Stored data entries:
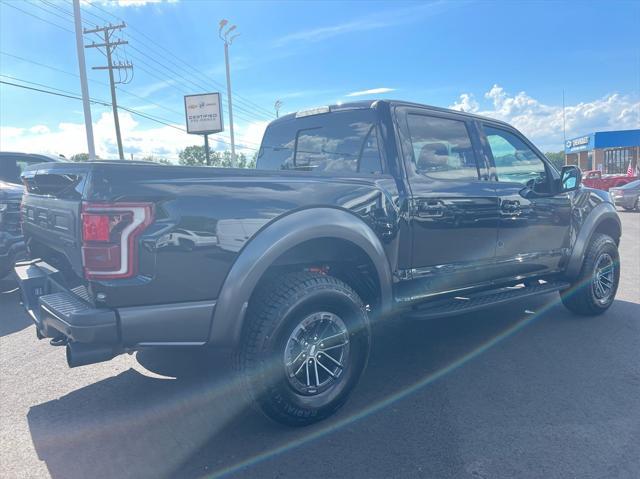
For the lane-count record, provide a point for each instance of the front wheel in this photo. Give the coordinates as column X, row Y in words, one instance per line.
column 305, row 346
column 595, row 288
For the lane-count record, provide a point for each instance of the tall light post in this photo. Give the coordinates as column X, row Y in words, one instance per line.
column 228, row 40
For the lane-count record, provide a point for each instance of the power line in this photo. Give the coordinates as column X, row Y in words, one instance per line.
column 244, row 142
column 66, row 94
column 92, row 81
column 36, row 16
column 239, row 98
column 254, row 116
column 109, row 46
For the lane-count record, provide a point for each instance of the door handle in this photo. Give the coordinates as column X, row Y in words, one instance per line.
column 431, row 209
column 511, row 207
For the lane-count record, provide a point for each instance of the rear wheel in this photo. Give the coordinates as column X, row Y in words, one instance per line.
column 595, row 288
column 305, row 346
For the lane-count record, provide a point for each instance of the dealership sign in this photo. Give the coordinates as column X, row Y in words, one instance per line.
column 203, row 113
column 578, row 144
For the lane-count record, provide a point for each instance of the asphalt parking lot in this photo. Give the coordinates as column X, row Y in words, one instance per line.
column 524, row 390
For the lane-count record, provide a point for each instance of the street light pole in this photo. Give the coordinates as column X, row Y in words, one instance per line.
column 228, row 41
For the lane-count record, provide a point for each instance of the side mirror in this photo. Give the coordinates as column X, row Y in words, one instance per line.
column 570, row 178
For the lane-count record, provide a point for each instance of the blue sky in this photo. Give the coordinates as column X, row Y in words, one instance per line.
column 509, row 60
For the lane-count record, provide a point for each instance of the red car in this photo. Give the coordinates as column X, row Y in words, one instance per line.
column 595, row 179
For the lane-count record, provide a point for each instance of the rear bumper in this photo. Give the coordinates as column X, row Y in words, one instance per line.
column 61, row 312
column 625, row 201
column 57, row 311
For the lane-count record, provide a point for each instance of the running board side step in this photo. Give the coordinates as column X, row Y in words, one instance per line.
column 473, row 302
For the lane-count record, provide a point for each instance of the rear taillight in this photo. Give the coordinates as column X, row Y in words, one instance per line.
column 110, row 235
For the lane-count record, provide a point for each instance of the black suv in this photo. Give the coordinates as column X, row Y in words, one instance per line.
column 354, row 212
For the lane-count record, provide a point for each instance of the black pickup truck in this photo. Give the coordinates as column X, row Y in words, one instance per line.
column 354, row 213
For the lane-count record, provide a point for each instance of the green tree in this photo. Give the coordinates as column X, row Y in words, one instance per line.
column 157, row 159
column 195, row 156
column 556, row 158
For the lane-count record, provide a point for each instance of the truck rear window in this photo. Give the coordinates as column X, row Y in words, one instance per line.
column 337, row 142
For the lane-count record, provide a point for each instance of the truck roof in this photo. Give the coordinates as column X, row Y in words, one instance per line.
column 364, row 104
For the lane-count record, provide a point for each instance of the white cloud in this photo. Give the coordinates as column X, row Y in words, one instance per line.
column 372, row 91
column 163, row 141
column 384, row 19
column 466, row 102
column 39, row 129
column 543, row 123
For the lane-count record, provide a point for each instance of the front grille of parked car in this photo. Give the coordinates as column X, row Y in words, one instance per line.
column 10, row 218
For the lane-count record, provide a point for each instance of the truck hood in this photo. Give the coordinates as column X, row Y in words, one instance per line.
column 10, row 191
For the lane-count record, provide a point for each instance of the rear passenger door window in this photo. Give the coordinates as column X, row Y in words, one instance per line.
column 338, row 142
column 515, row 162
column 442, row 148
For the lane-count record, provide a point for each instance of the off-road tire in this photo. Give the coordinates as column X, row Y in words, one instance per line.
column 274, row 312
column 581, row 298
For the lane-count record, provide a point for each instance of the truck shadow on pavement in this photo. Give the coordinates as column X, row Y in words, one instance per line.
column 182, row 414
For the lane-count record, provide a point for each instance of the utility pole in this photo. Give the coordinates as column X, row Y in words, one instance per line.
column 109, row 47
column 228, row 41
column 88, row 124
column 564, row 129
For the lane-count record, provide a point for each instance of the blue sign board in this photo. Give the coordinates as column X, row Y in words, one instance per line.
column 603, row 139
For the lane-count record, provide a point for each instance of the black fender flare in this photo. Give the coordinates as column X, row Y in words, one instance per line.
column 603, row 212
column 274, row 240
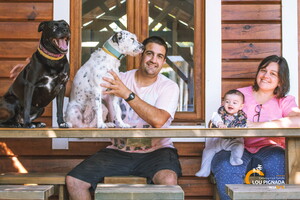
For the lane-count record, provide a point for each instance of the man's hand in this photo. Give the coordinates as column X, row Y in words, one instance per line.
column 17, row 69
column 115, row 86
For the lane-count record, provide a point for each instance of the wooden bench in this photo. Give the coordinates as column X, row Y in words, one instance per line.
column 57, row 179
column 138, row 191
column 249, row 191
column 23, row 192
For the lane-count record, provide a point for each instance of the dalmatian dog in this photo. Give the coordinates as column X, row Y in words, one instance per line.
column 87, row 105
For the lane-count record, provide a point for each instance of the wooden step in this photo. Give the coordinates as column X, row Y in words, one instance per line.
column 125, row 180
column 23, row 192
column 36, row 178
column 138, row 191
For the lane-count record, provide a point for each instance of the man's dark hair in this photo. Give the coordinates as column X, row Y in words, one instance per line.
column 157, row 40
column 283, row 75
column 236, row 92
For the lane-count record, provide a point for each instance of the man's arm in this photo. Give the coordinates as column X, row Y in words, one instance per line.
column 154, row 116
column 292, row 120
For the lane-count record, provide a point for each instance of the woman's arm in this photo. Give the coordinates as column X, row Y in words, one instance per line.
column 292, row 120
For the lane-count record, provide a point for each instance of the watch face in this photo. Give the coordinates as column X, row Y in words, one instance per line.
column 131, row 97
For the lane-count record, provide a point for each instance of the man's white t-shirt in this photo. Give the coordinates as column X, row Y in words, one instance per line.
column 162, row 94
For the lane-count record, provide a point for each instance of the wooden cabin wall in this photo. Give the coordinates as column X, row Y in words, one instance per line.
column 251, row 31
column 19, row 37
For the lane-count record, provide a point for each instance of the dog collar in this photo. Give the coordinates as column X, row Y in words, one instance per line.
column 48, row 54
column 112, row 51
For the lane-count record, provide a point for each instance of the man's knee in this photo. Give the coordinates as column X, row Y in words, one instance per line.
column 165, row 177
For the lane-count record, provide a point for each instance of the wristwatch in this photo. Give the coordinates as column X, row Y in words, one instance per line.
column 131, row 97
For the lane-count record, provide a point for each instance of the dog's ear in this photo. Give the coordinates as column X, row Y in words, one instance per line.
column 117, row 37
column 41, row 26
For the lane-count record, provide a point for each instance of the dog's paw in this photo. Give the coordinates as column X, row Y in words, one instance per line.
column 63, row 125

PROBLEM REQUIREMENTS: Write the data above out exactly. Leave out any pictures.

EXERCISE SOLUTION:
For the lane-count record, provide a point for each instance of the front wheel in this photo. Give the coordinates as column X, row Y in words, one instance per line.
column 305, row 346
column 595, row 288
For the lane-count record, provide a point for each instance of the tall light post in this photo. Give the coordinates as column X, row Y in words, one instance per line.
column 228, row 40
For the lane-count record, provide a point for each instance of the power line in this photo. Give the coordinates as column X, row Y in words, one instance per line.
column 244, row 142
column 66, row 94
column 92, row 81
column 36, row 16
column 239, row 98
column 254, row 116
column 109, row 46
For the lane-count record, provide a point for each instance of the door handle in this photo. Give the coordinates as column X, row Y in words, one instance per line.
column 431, row 209
column 511, row 207
For the lane-count record, provide a point for each instance of the rear wheel in this photo. Give the coordinates as column X, row Y in words, one instance per line.
column 595, row 288
column 305, row 346
For the lane-count record, provide a point for each instance of the dealership sign in this photo. Give the coordinates as column X, row Y in words, one instance per line.
column 203, row 113
column 578, row 144
For the lane-count record, provide a point for each instance of the asphalt parking lot in this photo. Give the coordinates as column X, row Y in words, one instance per line.
column 524, row 390
For the lane-count record, provide a point for each instance of the street light pole in this photo. Give the coordinates as column X, row Y in words, one instance per line.
column 228, row 41
For the lane-count record, provide a point for each instance of the side mirror in this photo. Give the coordinates as column X, row Y in words, one instance per line.
column 570, row 178
For the lane-count record, provide a point for each instance of the blue sky in this photo. Give the coordinates as column X, row Y in words, one instance per line.
column 509, row 60
For the lane-count record, provide a point for each instance of the red car in this photo. Give the coordinates as column X, row Y in words, one instance per line.
column 595, row 179
For the lane-count record, provide a point for each instance of the rear bumper in this photo. Give the coordinates as column X, row Y in words, one instance per line.
column 61, row 312
column 625, row 201
column 57, row 311
For the lane-count record, provide a point for each instance of the running board side step in this photo. Give the coordinates as column X, row Y in words, one instance per line.
column 473, row 302
For the lane-count record, provide a point for each instance of the rear taillight in this photo. Give the coordinates as column X, row Y in words, one instance per line.
column 110, row 235
For the lane-count record, provide a point for each instance of the black suv in this photo. Give the coordinates as column X, row Y in words, one instance per line.
column 354, row 212
For the lane-count record, provide a point for each instance of the black pickup truck in this photo. Give the coordinates as column X, row Y in words, one instance per line.
column 354, row 213
For the lane-count record, provide a point for each instance of the green tree in this photo. Give the coordinates as column X, row Y in words, one instance per line.
column 157, row 159
column 195, row 156
column 556, row 158
For the lane-count record, provide a point for each instance of the truck rear window in this photo. Give the coordinates as column X, row Y in words, one instance per line.
column 337, row 142
For the lane-count record, provide a point for each instance of the truck roof in this photo. Give the coordinates as column X, row Y in words, one instance per line.
column 364, row 104
For the lane-count record, provide a point for each instance of the white cloud in this photo. Give the coordinates as column X, row Y in words, one instance per line.
column 372, row 91
column 163, row 141
column 384, row 19
column 466, row 102
column 39, row 129
column 543, row 123
For the lane-count record, provide a point for each instance of the front grille of parked car in this photo. Give the coordinates as column X, row Y in words, one instance per line.
column 10, row 218
For the lane-count record, provide a point for each instance of the truck hood in this photo. Give the coordinates as column X, row Y in words, one instance per line.
column 10, row 191
For the lane-count record, provide a point for each instance of the rear passenger door window in this photo. Give the coordinates as column X, row Y in words, one instance per line.
column 338, row 142
column 515, row 162
column 442, row 148
For the lane-count record, provide a point for each instance of the off-road tire in this photo. Give the coordinates as column X, row Y in words, one instance per line.
column 274, row 312
column 581, row 298
For the lane-count record, provide a point for each instance of the truck shadow on pavement in this photo. Give the coordinates as column X, row Y in words, one instance per line.
column 182, row 414
For the lane-count record, provide a point for each instance of the utility pole in this photo. Give the coordinates as column X, row Y in words, one instance per line.
column 109, row 47
column 228, row 41
column 88, row 124
column 564, row 129
For the lane-count record, provide a point for each instance of the blue sign board in this photo. Give the coordinates as column X, row Y in words, one instance per line.
column 603, row 139
For the lane-count record, provide a point for each instance of the black fender flare in this photo. Give the coordinates as column X, row Y in words, one instance per line.
column 603, row 212
column 274, row 240
For the lane-count record, provide a point for each instance of the man's hand in this photo. Give the coordinates as column X, row Y in words, one instance per line.
column 17, row 69
column 115, row 86
For the lane-count record, provide a point for each instance of the wooden bench in this photo. Give the coordinates as column X, row Y in words, one instance per line.
column 57, row 179
column 138, row 191
column 249, row 191
column 23, row 192
For the lane-count record, provide a point for each instance of the dalmatian dog in this photo. Give the coordinates as column X, row Y in words, one instance per line.
column 87, row 105
For the lane-count record, provide a point for each instance of the wooden step in this photo. Give the coordinates as column X, row Y in words, one instance per line.
column 125, row 180
column 23, row 192
column 36, row 178
column 138, row 191
For the lane-count record, provide a point for each instance of the man's dark hair in this photo. Give the coordinates as column X, row Y in words, one instance per line.
column 157, row 40
column 283, row 75
column 236, row 92
For the lane-count record, provide a point for each instance of the man's arm in this photo. Give the coordinates as column X, row Y in words, one instance per line.
column 154, row 116
column 292, row 120
For the lane-count record, provide a point for each instance of the woman's arm in this photo. Give the coordinates as column X, row Y in words, one instance per line.
column 292, row 120
For the lane-count record, provide a point for each instance of the watch face in this photo. Give the coordinates as column X, row Y in words, one instance per line.
column 131, row 97
For the lane-count record, provide a point for each instance of the man's white t-shirt in this photo. Give the coordinates as column X, row Y in words, one instance per line.
column 162, row 94
For the lane-count record, provide a point for each instance of the wooden cabin wall in this photo. Give the coordinates as column X, row Y in words, one instance per line.
column 251, row 31
column 19, row 37
For the lane-count record, provide a point for each instance of the dog collar in this photo. Give the coordinates as column X, row Y in words, one instance per line.
column 48, row 54
column 112, row 51
For the lane-count record, provide a point for each instance of the man's knee in this photo. Give the coordinates as column X, row Y in words, one instance per line.
column 165, row 177
For the lane-count record, provide a point for each instance of the wristwatch in this photo. Give the coordinates as column X, row Y in words, one instance per line.
column 131, row 97
For the lane-count record, provide a point for each instance of the dog's ear in this photo. Give the coordinates as column X, row Y in words, one instance per line.
column 117, row 37
column 41, row 26
For the lane-count record, provide a point for each instance of the dog's paw in this photo. Give the coordinates as column X, row Y in words, one instance per line.
column 63, row 125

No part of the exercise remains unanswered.